*WHAT THE TASK ASKS:*
Look through the material below. Return exactly the lines from the one with "point(173, 758)" through the one with "point(255, 751)", both included.

• • •

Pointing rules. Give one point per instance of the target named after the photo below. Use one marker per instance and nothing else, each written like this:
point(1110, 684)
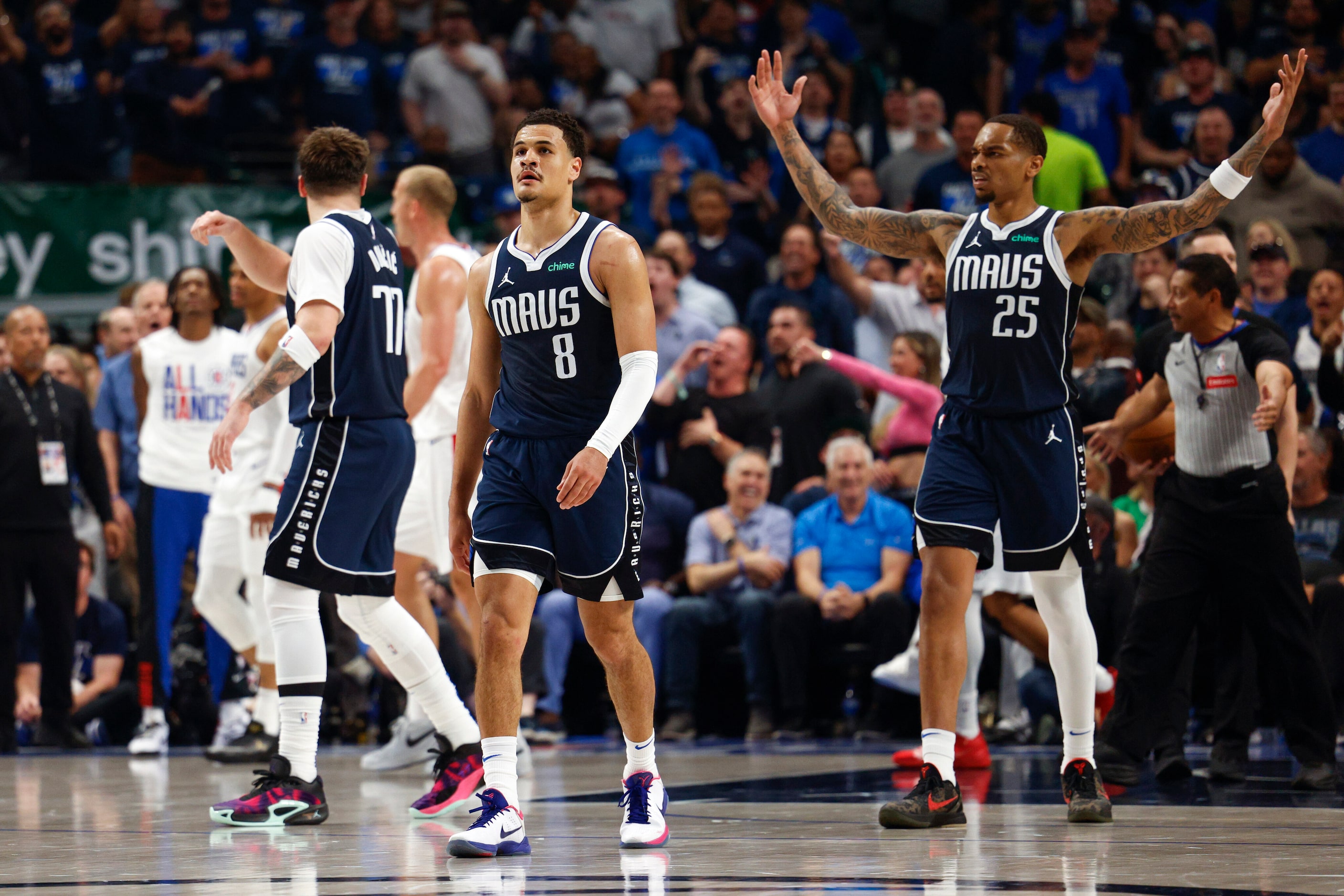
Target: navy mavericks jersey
point(1011, 315)
point(561, 366)
point(363, 371)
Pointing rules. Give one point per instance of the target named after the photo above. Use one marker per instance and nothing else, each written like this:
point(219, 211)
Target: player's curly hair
point(332, 160)
point(570, 128)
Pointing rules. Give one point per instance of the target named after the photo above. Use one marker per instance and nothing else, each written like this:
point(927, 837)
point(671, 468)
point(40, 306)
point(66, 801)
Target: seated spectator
point(707, 302)
point(175, 108)
point(1270, 273)
point(1071, 177)
point(667, 149)
point(105, 708)
point(66, 76)
point(676, 327)
point(1287, 188)
point(724, 259)
point(948, 186)
point(901, 171)
point(851, 554)
point(1324, 151)
point(803, 284)
point(338, 78)
point(735, 559)
point(667, 515)
point(706, 426)
point(449, 93)
point(808, 405)
point(887, 308)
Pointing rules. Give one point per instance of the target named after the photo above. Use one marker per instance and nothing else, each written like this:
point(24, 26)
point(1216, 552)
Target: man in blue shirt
point(667, 147)
point(1093, 101)
point(735, 559)
point(1324, 151)
point(851, 554)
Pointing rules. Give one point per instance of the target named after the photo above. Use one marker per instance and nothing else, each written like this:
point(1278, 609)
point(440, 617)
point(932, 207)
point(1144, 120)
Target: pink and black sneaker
point(277, 798)
point(457, 776)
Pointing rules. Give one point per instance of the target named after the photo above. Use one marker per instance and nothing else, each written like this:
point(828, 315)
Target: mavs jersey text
point(1006, 448)
point(559, 373)
point(338, 512)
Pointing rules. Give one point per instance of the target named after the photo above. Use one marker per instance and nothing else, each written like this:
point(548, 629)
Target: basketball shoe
point(498, 832)
point(457, 774)
point(646, 802)
point(277, 798)
point(933, 804)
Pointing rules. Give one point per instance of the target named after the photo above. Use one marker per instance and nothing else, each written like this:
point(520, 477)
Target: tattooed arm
point(317, 320)
point(918, 234)
point(1086, 234)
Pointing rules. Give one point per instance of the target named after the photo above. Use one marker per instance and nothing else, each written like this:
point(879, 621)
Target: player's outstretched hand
point(773, 101)
point(582, 476)
point(229, 429)
point(213, 223)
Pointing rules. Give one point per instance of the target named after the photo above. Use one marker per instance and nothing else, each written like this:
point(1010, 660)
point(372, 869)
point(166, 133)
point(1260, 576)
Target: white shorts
point(422, 527)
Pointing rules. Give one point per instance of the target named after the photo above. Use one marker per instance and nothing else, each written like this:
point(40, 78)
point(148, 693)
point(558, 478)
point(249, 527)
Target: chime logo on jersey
point(191, 394)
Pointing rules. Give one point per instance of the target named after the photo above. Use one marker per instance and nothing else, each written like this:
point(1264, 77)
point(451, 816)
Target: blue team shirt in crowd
point(851, 552)
point(100, 632)
point(641, 156)
point(1088, 108)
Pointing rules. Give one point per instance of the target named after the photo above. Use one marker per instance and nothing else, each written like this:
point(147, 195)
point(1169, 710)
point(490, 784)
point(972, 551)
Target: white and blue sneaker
point(498, 832)
point(646, 805)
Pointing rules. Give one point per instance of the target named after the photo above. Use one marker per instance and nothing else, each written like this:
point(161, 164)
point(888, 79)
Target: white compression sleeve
point(639, 376)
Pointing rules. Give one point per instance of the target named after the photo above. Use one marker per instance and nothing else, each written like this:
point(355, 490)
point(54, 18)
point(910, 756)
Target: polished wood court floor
point(757, 820)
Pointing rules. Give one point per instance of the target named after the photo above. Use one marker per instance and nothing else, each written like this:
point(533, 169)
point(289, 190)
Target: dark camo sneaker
point(933, 804)
point(1085, 793)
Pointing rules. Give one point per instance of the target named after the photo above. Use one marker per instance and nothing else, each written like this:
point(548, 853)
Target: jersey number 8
point(1019, 305)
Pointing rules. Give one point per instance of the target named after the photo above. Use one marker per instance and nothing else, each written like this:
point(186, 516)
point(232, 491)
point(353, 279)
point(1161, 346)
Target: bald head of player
point(1007, 157)
point(549, 148)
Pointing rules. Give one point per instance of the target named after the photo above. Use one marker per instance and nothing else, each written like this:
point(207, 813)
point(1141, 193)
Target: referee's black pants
point(1228, 538)
point(47, 562)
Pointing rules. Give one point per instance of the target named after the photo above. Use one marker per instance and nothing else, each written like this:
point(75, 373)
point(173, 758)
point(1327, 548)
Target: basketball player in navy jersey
point(564, 363)
point(1006, 447)
point(343, 362)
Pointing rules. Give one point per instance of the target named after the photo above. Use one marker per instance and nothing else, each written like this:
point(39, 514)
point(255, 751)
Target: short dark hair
point(1208, 273)
point(569, 125)
point(332, 160)
point(1026, 134)
point(217, 289)
point(1040, 103)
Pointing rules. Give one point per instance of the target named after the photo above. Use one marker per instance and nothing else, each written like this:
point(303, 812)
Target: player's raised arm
point(1096, 231)
point(473, 414)
point(924, 234)
point(620, 273)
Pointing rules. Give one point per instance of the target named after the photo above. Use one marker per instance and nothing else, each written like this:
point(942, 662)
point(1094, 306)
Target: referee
point(46, 438)
point(1222, 526)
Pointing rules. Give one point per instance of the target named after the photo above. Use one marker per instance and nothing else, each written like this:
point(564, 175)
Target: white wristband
point(1228, 182)
point(299, 347)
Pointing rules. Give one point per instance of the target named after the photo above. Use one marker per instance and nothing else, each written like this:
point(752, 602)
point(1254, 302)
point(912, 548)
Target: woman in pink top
point(916, 374)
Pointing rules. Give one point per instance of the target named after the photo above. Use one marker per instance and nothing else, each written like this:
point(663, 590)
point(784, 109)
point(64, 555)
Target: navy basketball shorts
point(336, 523)
point(590, 551)
point(1026, 473)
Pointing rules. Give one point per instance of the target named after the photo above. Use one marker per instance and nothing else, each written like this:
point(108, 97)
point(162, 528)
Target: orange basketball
point(1154, 441)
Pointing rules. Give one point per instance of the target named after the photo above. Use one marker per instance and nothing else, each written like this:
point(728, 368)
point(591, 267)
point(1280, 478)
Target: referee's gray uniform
point(1222, 534)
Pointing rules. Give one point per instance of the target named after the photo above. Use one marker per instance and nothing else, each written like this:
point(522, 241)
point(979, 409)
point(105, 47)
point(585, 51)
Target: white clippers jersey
point(191, 385)
point(439, 417)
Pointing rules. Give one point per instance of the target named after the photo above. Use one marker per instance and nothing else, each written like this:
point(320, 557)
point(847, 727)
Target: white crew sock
point(1073, 652)
point(940, 749)
point(499, 755)
point(266, 712)
point(639, 757)
point(299, 722)
point(405, 646)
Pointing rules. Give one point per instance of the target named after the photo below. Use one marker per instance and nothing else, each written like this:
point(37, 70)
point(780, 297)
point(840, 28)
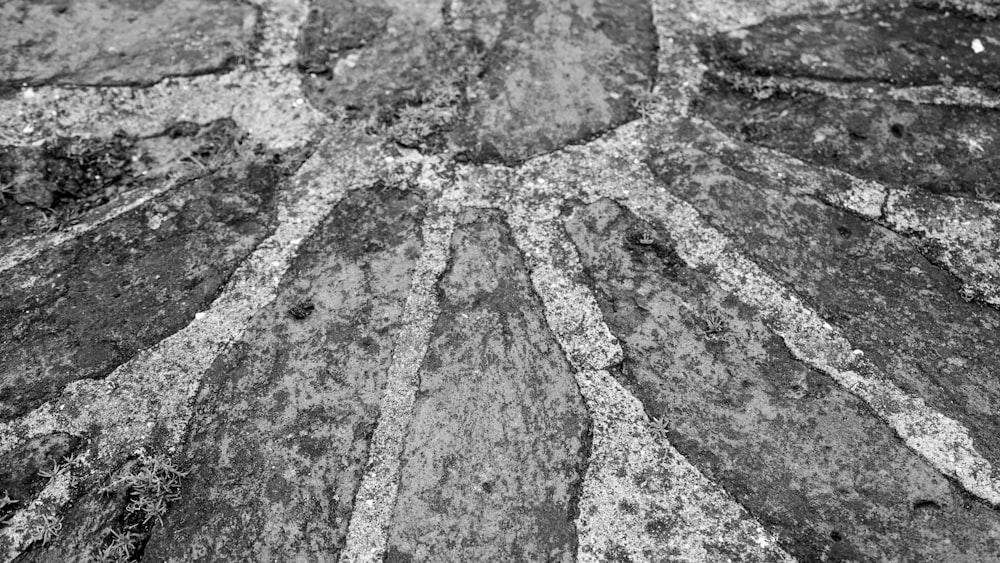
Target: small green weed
point(150, 485)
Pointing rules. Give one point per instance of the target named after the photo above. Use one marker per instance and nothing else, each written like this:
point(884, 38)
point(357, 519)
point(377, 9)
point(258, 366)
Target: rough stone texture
point(903, 45)
point(80, 310)
point(870, 282)
point(502, 460)
point(119, 42)
point(497, 81)
point(560, 73)
point(283, 422)
point(942, 149)
point(19, 478)
point(500, 434)
point(799, 452)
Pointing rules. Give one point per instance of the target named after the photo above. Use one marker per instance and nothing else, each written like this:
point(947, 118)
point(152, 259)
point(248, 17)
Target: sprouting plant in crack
point(658, 427)
point(6, 190)
point(759, 89)
point(714, 325)
point(45, 528)
point(57, 470)
point(150, 485)
point(119, 546)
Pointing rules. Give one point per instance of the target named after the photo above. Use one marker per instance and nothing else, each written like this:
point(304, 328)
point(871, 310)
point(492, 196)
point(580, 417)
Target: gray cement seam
point(367, 534)
point(967, 229)
point(265, 99)
point(24, 526)
point(943, 442)
point(27, 248)
point(156, 387)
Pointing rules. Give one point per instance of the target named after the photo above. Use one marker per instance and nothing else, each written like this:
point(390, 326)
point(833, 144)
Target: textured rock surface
point(92, 42)
point(283, 423)
point(499, 435)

• • •

*EXERCISE RESPONSE:*
point(173, 758)
point(1327, 548)
Target: basketball player in navy jersey
point(564, 363)
point(1006, 447)
point(343, 362)
Pointing rules. Give one point per instance of the target named after the photo above. Use one marker per instance and nothing else, each written like this:
point(39, 514)
point(255, 751)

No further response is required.